EXCERPT PROVIDED:
** start **
You seem to have made a leap in reading my note that I did not intend.
At least in the model I was attempting to describe, the stack ID is NOT used by the routing system for reachability, and not normally used by the packet forwarding system for forwarding.

(If one has a design in which the stack ID appears in eveyr packet, and if one has other constraints that lead one to want to, one might choose to do last hope resolution using the stack ID instead of the locator. But that is, usually, a detail that can be worked out. It does affect what locators need to name.)

Yours,
Joel


Dae Young KIM wrote:
On Fri, Dec 4, 2009 at 1:57 AM, Joel M. Halpern <[email protected] <mailto:[email protected]>> wrote:

    As for what I want to identify, I tend to think that the identifier
    should correspond not to the physical node, but to the logical stack
    construct.  A logical set of protocol machinery, stacked from the
    network layer up.  A physical machine may have multiple of these.
     And in some cases, a single one of these may be operating across
    physical boundaries, if the coupling works right.


This is a model I could understand. In old terms, which many of this community might not like, this 'logical stack' id is once used to be call 'node address'. And this exactly 'node address' is used to identify that logical stack construct (from network layer up through transport up to the app layer) AND, what is more important, is also used for 'routing'. Stating again, one id, called 'node address' is used both for identifying a node AND routing.

So, in this model, there's no two separate things like ID and Locator.

Whereas... the 'physical address', or in Internet terms 'PoA address', is in fact the Layer 2 address, or MAC address.

So, you

       - identify a (logical and physical) node by a 'node address'
       - do you L3 routing based on this 'node address'
- in passing through sub-network or L2 network, you map this 'node address' to 'L2 or MAC' address.
** end **
(Collected data entry lines)
** start **
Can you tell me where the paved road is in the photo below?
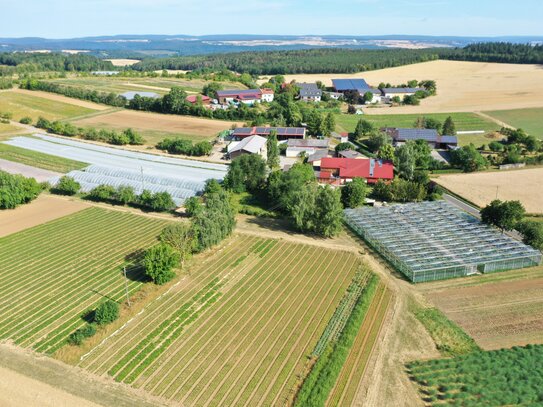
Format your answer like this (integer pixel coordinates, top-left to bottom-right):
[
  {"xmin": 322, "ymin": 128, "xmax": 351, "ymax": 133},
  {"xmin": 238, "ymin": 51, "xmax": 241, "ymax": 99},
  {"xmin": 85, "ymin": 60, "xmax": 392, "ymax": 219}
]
[{"xmin": 443, "ymin": 194, "xmax": 522, "ymax": 240}]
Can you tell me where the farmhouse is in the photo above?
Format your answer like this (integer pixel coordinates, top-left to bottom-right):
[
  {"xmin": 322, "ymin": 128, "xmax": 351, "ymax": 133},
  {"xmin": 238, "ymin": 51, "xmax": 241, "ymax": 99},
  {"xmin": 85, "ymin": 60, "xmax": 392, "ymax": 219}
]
[
  {"xmin": 381, "ymin": 88, "xmax": 424, "ymax": 100},
  {"xmin": 317, "ymin": 157, "xmax": 394, "ymax": 185},
  {"xmin": 227, "ymin": 136, "xmax": 267, "ymax": 160},
  {"xmin": 232, "ymin": 127, "xmax": 306, "ymax": 140},
  {"xmin": 296, "ymin": 82, "xmax": 322, "ymax": 102},
  {"xmin": 285, "ymin": 139, "xmax": 330, "ymax": 157},
  {"xmin": 332, "ymin": 79, "xmax": 371, "ymax": 95},
  {"xmin": 187, "ymin": 95, "xmax": 211, "ymax": 105},
  {"xmin": 381, "ymin": 127, "xmax": 458, "ymax": 149},
  {"xmin": 120, "ymin": 90, "xmax": 160, "ymax": 100},
  {"xmin": 217, "ymin": 89, "xmax": 274, "ymax": 105}
]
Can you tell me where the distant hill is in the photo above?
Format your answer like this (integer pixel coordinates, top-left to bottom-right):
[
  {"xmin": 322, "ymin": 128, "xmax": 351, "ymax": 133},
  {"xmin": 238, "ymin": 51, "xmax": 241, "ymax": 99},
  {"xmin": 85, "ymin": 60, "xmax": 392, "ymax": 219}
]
[{"xmin": 0, "ymin": 35, "xmax": 543, "ymax": 58}]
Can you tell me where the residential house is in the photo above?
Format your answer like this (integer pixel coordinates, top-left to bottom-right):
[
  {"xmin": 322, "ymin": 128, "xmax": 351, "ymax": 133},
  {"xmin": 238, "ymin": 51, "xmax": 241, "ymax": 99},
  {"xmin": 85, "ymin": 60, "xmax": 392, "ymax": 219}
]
[
  {"xmin": 285, "ymin": 138, "xmax": 330, "ymax": 157},
  {"xmin": 296, "ymin": 82, "xmax": 322, "ymax": 102},
  {"xmin": 316, "ymin": 157, "xmax": 394, "ymax": 185},
  {"xmin": 381, "ymin": 127, "xmax": 458, "ymax": 149},
  {"xmin": 232, "ymin": 127, "xmax": 306, "ymax": 140},
  {"xmin": 226, "ymin": 136, "xmax": 267, "ymax": 160}
]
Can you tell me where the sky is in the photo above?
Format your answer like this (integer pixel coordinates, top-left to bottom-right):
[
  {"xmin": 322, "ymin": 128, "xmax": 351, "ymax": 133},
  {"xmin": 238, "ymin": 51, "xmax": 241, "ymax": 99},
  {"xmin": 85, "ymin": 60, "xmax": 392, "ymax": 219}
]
[{"xmin": 0, "ymin": 0, "xmax": 543, "ymax": 38}]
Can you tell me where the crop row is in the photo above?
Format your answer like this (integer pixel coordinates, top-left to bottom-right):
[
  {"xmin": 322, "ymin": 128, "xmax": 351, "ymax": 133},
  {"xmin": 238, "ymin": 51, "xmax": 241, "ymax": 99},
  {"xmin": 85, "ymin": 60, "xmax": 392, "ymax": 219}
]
[{"xmin": 81, "ymin": 234, "xmax": 262, "ymax": 374}]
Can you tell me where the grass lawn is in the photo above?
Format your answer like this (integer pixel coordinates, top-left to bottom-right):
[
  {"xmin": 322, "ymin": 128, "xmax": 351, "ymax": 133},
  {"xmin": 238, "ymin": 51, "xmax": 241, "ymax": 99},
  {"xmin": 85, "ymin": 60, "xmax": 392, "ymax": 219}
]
[
  {"xmin": 336, "ymin": 113, "xmax": 500, "ymax": 146},
  {"xmin": 0, "ymin": 143, "xmax": 89, "ymax": 173},
  {"xmin": 485, "ymin": 108, "xmax": 543, "ymax": 140},
  {"xmin": 0, "ymin": 92, "xmax": 94, "ymax": 121}
]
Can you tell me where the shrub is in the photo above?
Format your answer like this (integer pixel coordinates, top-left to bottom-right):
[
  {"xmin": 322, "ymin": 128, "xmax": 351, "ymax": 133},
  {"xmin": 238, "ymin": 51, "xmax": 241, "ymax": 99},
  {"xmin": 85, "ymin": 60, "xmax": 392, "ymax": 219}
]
[
  {"xmin": 51, "ymin": 175, "xmax": 81, "ymax": 196},
  {"xmin": 94, "ymin": 300, "xmax": 120, "ymax": 325}
]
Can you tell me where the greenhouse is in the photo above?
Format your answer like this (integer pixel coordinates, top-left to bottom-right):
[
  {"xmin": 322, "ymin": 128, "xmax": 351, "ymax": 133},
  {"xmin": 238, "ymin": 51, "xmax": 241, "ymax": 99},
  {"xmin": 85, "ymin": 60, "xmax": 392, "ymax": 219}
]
[{"xmin": 345, "ymin": 201, "xmax": 542, "ymax": 283}]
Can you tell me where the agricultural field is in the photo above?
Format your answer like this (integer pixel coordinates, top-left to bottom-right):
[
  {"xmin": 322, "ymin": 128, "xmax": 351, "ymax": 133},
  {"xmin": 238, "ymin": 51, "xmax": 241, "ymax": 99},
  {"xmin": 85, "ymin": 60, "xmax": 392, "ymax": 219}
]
[
  {"xmin": 0, "ymin": 90, "xmax": 100, "ymax": 121},
  {"xmin": 47, "ymin": 76, "xmax": 246, "ymax": 94},
  {"xmin": 73, "ymin": 110, "xmax": 242, "ymax": 145},
  {"xmin": 0, "ymin": 207, "xmax": 171, "ymax": 354},
  {"xmin": 408, "ymin": 345, "xmax": 543, "ymax": 406},
  {"xmin": 421, "ymin": 266, "xmax": 543, "ymax": 350},
  {"xmin": 434, "ymin": 168, "xmax": 543, "ymax": 214},
  {"xmin": 336, "ymin": 113, "xmax": 501, "ymax": 146},
  {"xmin": 276, "ymin": 60, "xmax": 543, "ymax": 115},
  {"xmin": 0, "ymin": 143, "xmax": 88, "ymax": 174},
  {"xmin": 79, "ymin": 234, "xmax": 360, "ymax": 406},
  {"xmin": 485, "ymin": 108, "xmax": 543, "ymax": 140}
]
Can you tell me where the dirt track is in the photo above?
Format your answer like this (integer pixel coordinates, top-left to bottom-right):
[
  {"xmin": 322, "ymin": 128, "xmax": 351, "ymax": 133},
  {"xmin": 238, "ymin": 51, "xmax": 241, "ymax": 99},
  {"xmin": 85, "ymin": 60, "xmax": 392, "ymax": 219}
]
[
  {"xmin": 0, "ymin": 195, "xmax": 89, "ymax": 237},
  {"xmin": 276, "ymin": 61, "xmax": 543, "ymax": 114}
]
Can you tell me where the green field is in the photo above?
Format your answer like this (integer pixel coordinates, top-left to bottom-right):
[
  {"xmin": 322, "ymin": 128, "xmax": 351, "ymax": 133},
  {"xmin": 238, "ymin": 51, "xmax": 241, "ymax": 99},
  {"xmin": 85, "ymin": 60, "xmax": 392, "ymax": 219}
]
[
  {"xmin": 485, "ymin": 107, "xmax": 543, "ymax": 140},
  {"xmin": 336, "ymin": 113, "xmax": 500, "ymax": 146},
  {"xmin": 0, "ymin": 143, "xmax": 89, "ymax": 173},
  {"xmin": 0, "ymin": 92, "xmax": 95, "ymax": 121},
  {"xmin": 408, "ymin": 345, "xmax": 543, "ymax": 406},
  {"xmin": 0, "ymin": 208, "xmax": 167, "ymax": 353},
  {"xmin": 50, "ymin": 76, "xmax": 245, "ymax": 95},
  {"xmin": 80, "ymin": 235, "xmax": 360, "ymax": 406}
]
** end **
WHAT TO WORK ON:
1) Decide whether each statement below agrees with the email exchange above, answering yes or no and quoting the deciding words from it: (a) In the model Joel describes, the stack ID is used by the routing system for reachability. (b) Dae Young KIM states that the 'physical address' is in fact the Layer 2 address, or MAC address. (c) The quoted note from Joel says a physical machine may have multiple logical stack constructs.
2) Duplicate the passage of the email exchange above between "As for what" and "node AND routing.", inclusive.
3) In two sentences, summarize the email exchange above.

THE RESPONSES:
1)
(a) No: "the stack ID is NOT used by the routing system for reachability"
(b) Yes: "is in fact the Layer 2 address, or MAC address."
(c) Yes: "A physical machine may have multiple of these."

2)
As for what I want to identify, I tend to think that the identifier
    should correspond not to the physical node, but to the logical stack
    construct.  A logical set of protocol machinery, stacked from the
    network layer up.  A physical machine may have multiple of these.
     And in some cases, a single one of these may be operating across
    physical boundaries, if the coupling works right.


This is a model I could understand. In old terms, which many of this community might not like, this 'logical stack' id is once used to be call 'node address'. And this exactly 'node address' is used to identify that logical stack construct (from network layer up through transport up to the app layer) AND, what is more important, is also used for 'routing'. Stating again, one id, called 'node address' is used both for identifying a node AND routing.

3) Joel states that, in the model he was attempting to describe, the stack ID is not used by the routing system for reachability and not normally used by the packet forwarding system for forwarding. The message he replies to had equated his logical stack identifier with what was once called a 'node address', which it says both identifies a node and is used for routing, being mapped to an L2 or MAC address when passing through a sub-network.